Extracted data entries
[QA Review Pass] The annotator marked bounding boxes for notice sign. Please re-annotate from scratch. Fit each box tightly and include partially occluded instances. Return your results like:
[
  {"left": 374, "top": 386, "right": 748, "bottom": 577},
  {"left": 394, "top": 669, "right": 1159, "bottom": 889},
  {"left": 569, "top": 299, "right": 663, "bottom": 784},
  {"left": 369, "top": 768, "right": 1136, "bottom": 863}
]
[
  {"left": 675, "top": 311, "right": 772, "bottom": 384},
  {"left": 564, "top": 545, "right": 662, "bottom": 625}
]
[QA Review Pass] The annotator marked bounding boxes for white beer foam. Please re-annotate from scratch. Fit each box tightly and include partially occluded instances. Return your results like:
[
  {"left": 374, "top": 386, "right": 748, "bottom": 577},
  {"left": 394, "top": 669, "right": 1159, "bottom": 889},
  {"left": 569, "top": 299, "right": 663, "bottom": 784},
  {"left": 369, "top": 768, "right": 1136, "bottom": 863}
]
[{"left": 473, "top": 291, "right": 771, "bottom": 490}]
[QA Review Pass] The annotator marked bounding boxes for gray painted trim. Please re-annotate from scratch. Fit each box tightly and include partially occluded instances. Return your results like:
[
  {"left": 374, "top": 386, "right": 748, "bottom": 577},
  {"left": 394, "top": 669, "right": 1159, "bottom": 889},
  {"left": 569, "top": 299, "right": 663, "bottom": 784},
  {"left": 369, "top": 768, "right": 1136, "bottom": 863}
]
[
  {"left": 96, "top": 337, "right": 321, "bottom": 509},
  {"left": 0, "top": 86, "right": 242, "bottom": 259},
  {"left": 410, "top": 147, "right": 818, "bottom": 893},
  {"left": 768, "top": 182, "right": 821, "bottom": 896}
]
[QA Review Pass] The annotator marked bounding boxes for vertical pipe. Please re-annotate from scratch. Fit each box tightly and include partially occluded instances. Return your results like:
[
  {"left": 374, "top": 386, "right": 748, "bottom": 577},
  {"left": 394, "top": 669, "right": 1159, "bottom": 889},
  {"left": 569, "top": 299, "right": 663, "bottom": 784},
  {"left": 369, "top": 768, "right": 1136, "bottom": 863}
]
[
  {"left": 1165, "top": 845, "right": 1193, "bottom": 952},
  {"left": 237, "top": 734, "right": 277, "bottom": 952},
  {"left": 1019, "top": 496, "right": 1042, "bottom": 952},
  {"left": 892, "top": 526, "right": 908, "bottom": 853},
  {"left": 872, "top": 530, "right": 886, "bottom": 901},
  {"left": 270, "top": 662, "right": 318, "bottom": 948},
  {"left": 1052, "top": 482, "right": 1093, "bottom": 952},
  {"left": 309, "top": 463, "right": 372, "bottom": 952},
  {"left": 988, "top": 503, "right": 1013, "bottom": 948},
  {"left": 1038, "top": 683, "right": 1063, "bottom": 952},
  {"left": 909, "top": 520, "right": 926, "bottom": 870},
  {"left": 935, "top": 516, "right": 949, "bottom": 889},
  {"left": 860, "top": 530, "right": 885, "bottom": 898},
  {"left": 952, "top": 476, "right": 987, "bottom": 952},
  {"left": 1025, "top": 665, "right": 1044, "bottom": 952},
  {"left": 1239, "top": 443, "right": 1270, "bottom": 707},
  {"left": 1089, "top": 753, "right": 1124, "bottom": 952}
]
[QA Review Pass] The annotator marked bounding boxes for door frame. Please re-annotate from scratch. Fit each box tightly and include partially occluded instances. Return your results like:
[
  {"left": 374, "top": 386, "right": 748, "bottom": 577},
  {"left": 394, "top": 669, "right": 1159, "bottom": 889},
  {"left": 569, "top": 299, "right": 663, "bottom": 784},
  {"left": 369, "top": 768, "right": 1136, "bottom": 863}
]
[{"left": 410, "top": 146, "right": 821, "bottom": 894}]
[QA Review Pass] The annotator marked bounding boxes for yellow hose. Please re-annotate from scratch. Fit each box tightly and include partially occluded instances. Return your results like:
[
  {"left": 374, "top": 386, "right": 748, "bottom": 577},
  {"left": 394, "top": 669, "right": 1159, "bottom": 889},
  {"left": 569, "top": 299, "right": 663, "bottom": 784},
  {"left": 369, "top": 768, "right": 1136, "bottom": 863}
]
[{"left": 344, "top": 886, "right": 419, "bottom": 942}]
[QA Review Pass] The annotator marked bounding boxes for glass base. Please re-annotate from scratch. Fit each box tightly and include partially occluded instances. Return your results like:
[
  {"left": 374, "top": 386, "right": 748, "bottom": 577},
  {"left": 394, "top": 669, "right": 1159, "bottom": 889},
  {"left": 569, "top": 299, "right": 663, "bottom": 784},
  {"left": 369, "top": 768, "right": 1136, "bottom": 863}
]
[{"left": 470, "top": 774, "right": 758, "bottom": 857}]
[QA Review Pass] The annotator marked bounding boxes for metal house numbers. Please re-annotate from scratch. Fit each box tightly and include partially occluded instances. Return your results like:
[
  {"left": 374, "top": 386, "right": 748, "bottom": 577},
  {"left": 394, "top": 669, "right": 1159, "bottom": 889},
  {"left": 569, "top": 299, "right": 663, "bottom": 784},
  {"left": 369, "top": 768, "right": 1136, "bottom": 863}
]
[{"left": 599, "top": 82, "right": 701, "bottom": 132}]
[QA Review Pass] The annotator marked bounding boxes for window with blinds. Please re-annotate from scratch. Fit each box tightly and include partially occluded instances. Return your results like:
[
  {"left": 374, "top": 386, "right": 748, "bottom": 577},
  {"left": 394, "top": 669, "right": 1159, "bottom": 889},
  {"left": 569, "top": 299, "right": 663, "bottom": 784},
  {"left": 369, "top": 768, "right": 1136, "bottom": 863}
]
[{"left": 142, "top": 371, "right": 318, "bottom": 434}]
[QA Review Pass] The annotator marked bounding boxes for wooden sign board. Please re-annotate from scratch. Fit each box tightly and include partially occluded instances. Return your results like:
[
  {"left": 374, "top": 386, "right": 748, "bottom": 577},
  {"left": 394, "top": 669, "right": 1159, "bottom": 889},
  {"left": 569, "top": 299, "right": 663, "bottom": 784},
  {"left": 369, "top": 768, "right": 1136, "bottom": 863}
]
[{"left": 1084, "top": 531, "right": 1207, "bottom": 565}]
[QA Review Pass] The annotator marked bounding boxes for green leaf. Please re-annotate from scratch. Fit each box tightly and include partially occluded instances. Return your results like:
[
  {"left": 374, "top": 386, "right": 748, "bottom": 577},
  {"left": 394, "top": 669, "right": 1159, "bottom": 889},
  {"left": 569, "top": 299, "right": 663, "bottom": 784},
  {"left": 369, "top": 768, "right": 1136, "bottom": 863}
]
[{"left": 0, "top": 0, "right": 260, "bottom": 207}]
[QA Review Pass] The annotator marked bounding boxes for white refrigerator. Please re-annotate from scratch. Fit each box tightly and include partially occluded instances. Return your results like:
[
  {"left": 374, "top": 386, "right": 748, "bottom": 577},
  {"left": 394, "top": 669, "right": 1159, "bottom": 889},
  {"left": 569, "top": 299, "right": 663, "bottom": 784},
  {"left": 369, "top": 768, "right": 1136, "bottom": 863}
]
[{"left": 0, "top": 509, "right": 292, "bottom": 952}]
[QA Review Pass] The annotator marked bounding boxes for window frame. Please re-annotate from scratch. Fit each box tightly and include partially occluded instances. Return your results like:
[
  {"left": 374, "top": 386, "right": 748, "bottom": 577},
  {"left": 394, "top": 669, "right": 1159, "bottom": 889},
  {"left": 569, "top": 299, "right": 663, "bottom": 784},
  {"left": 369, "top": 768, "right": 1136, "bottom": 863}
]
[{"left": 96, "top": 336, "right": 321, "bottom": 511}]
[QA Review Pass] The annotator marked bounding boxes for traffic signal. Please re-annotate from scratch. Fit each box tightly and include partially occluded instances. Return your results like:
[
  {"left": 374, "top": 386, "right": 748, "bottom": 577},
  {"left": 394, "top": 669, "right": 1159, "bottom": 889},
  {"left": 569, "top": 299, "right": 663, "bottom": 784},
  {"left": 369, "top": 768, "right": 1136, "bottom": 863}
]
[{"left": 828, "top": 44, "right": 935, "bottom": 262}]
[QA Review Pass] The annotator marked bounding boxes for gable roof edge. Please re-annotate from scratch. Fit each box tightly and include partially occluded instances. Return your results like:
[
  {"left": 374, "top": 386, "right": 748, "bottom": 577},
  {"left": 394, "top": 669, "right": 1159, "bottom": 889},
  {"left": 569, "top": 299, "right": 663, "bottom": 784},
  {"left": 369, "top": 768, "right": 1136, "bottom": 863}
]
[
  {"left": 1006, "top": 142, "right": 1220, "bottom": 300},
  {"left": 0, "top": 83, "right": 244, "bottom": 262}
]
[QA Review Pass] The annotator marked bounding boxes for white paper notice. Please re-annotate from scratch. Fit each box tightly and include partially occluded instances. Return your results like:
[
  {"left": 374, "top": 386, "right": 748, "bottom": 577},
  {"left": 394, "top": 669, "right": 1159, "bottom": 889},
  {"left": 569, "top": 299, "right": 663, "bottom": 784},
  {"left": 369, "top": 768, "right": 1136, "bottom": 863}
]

# [EXERCISE]
Copy out word for word the stretch of the listing from the line containing "for white paper" through the end of the listing.

# [RESPONSE FOR THIS EXERCISE]
[QA Review Pass] The annotator marked bounding boxes for white paper notice. Please re-annotate from scratch. Fit each box tightly and include partially occluded instances. Return your results like:
[
  {"left": 374, "top": 386, "right": 748, "bottom": 577},
  {"left": 394, "top": 669, "right": 1159, "bottom": 889},
  {"left": 569, "top": 299, "right": 663, "bottom": 784},
  {"left": 369, "top": 768, "right": 1136, "bottom": 863}
]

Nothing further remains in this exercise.